Aufgabenstellung: Gib aus dem Textauszug über Legners Buch zu Gauck die Stelle von „Legners Versuch, den“ bis „weit, so normal.“ wortgetreu wieder.

Textauszug:
******************************
Allzu freundlich fällt Legners Werk nicht aus für den Mann im Bellevue. Aber man möchte ihm folgen, weil man spürt, dass ihn keine niederen Gründe zu Rache oder Abrechnung treiben, dass er darum kämpft, die Bewunderung für den Mann, über den er schreibt, zur Seite zu schieben, sich frei zu machen von dem, was Gauck so faszinierend macht für viele. In den Rostocker Kirchen der 80er Jahre, auf den Podien Europas in den 90er Jahren und nun überall dort, wo der erste Mann im Staate spricht, schweigt oder zu Tränen gerührt wird.

Legners Gauck ist ein Mann, der im Rückblick scheinbar immer auf der Seite des Guten und Richtigen stand. Ein Mann, durch dessen Intelligenz und Wortgewaltigkeit Menschen seit Jahrzehnten in Bann gezogen werden. Ein Mann, der das weiß und auch nutzen kann. Und ein Mann, den beim ersten Mal Sozialdemokraten und Grüne fürs höchste Staatsamt empfahlen, dem beim zweiten Mal die FDP zur Nominierung verhalf und dem nun, wo er die nahe Wahl eines Linkspartei-Regierungschefs beklagt (und damit eine Machtoption von Rot-Grün bei der nächsten Bundestagswahl untergräbt), der Applaus von CDU und CSU entgegenschallt. Als politisches „Niemandsland“ bezeichnet Legner den Raum, in dem das Staatsoberhaupt agiert. Gauck, ein Unpolitischer? Ein Buch über einen, dem das Fortkommen beinahe über alles zu gehen scheint. Der sich „glänzend bei all seinen Auftritten bewährt“, den aber die „Schwierigkeit, Verantwortung zu übernehmen“, überallhin begleiten soll.

Er verschweigt seine Familiengeschichte

Legners Versuch, den Mythos Gauck zu erklären, gipfelt schließlich in einem unerhörten Vorwurf: Gauck nämlich, schreibt Legner, verschweige und verschleiere bewusst die Nazi-Vergangenheit seiner Eltern. Aus „Scheu, seine eigene Familiengeschichte einer kritischen Würdigung auszusetzen“. Für sich genommen ein Phänomen der Generation derer, die am Ende der Nazi-Diktatur zur Welt kamen und später erschrocken zur Kenntnis nehmen mussten, dass die nächsten Familienmitglieder entweder wussten, was im Namen der deutschen Nation geschah, oder sogar beteiligt waren – als Täter, Halb-Täter, Mitläufer, Angepasste. So weit, so normal.
******************************
Gespeicherte Dateneinträge:
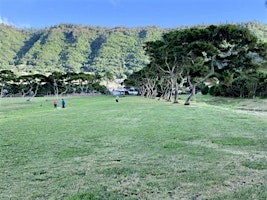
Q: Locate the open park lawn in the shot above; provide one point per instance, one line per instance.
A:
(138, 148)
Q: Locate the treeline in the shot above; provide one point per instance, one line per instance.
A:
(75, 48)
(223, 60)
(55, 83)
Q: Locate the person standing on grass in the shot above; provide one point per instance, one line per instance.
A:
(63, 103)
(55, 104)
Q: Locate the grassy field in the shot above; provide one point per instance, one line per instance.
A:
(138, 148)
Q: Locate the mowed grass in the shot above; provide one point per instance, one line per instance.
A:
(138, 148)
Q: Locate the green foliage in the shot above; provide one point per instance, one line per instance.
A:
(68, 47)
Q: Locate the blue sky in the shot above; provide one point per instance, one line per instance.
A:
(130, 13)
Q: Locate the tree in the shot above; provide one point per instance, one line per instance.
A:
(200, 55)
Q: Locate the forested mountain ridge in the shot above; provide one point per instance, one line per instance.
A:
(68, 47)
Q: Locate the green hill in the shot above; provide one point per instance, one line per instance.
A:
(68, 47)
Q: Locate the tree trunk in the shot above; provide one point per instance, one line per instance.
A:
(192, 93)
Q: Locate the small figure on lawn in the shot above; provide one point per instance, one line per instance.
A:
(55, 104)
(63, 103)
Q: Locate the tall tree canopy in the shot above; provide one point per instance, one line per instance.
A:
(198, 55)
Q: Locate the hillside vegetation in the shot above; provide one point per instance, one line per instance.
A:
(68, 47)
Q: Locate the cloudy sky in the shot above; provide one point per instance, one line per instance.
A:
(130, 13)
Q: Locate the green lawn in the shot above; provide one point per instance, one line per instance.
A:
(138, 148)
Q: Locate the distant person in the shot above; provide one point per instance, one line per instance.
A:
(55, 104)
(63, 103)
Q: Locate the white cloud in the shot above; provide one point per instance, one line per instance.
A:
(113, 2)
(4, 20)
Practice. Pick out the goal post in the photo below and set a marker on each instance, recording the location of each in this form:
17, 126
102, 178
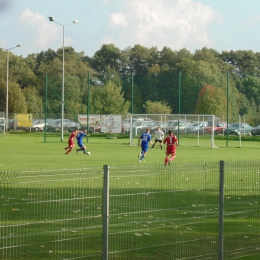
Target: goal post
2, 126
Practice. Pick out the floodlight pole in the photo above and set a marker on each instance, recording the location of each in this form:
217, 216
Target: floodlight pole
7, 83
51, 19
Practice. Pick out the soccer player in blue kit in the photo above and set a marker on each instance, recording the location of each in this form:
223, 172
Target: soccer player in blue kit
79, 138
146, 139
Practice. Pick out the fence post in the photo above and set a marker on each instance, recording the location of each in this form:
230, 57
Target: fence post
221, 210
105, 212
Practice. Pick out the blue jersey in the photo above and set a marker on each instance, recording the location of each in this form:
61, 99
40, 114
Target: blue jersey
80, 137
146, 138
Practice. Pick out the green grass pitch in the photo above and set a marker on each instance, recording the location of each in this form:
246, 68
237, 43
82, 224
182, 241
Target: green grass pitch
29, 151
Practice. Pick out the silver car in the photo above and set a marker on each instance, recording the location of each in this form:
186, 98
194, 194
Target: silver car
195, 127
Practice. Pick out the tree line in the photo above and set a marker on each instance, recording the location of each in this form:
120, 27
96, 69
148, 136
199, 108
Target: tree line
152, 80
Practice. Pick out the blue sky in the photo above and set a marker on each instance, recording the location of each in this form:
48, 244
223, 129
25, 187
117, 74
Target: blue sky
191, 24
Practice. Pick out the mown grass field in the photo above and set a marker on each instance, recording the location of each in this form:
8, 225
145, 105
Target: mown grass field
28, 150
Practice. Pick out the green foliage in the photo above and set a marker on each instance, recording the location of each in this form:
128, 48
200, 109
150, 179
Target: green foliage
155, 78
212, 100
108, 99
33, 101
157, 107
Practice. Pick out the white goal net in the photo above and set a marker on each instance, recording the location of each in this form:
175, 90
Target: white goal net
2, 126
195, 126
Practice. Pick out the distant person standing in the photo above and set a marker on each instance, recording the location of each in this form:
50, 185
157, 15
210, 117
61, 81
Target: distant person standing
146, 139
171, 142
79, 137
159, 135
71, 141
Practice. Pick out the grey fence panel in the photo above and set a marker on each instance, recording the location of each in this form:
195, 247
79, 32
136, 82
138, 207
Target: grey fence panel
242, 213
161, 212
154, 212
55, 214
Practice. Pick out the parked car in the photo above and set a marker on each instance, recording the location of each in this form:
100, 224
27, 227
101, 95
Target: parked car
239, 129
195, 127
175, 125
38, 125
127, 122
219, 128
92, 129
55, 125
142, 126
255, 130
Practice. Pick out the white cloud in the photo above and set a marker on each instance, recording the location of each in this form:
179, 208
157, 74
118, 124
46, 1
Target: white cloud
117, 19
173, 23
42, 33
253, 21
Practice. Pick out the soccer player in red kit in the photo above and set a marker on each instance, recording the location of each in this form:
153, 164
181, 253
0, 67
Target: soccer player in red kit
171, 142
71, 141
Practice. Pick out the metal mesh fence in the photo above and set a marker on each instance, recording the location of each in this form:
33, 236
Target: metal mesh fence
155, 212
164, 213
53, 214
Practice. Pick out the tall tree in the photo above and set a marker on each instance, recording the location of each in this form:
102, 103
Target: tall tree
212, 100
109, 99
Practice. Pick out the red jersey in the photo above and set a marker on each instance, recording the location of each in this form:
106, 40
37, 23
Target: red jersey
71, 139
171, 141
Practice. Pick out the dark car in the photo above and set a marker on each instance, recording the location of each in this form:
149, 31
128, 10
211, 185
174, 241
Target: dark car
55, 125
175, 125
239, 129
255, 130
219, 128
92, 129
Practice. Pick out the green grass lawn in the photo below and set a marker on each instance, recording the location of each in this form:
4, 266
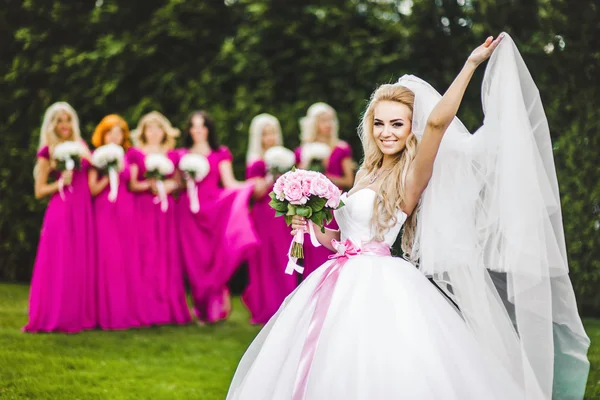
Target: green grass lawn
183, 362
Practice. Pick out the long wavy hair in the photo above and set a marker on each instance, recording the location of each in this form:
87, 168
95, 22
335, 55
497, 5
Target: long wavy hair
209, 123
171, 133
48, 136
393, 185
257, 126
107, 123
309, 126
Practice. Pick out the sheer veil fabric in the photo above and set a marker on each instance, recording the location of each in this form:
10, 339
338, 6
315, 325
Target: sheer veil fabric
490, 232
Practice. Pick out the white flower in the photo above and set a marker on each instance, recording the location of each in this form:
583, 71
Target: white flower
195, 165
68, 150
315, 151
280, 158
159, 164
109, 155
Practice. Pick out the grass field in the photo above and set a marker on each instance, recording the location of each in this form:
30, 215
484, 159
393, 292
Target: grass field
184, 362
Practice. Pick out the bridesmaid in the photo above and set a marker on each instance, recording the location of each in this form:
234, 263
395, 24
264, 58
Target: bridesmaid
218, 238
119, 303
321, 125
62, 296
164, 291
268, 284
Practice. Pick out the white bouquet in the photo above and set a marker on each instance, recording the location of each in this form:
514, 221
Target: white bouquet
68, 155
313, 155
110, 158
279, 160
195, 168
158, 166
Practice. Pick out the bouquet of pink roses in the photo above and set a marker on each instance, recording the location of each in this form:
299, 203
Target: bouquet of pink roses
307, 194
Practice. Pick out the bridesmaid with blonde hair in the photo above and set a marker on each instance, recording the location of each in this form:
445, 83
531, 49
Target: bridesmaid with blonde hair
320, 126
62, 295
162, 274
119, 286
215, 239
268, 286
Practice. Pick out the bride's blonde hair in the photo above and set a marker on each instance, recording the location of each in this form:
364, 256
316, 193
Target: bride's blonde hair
******************************
Lösung:
Legners Versuch, den Mythos Gauck zu erklären, gipfelt schließlich in einem unerhörten Vorwurf: Gauck nämlich, schreibt Legner, verschweige und verschleiere bewusst die Nazi-Vergangenheit seiner Eltern. Aus „Scheu, seine eigene Familiengeschichte einer kritischen Würdigung auszusetzen“. Für sich genommen ein Phänomen der Generation derer, die am Ende der Nazi-Diktatur zur Welt kamen und später erschrocken zur Kenntnis nehmen mussten, dass die nächsten Familienmitglieder entweder wussten, was im Namen der deutschen Nation geschah, oder sogar beteiligt waren – als Täter, Halb-Täter, Mitläufer, Angepasste. So weit, so normal.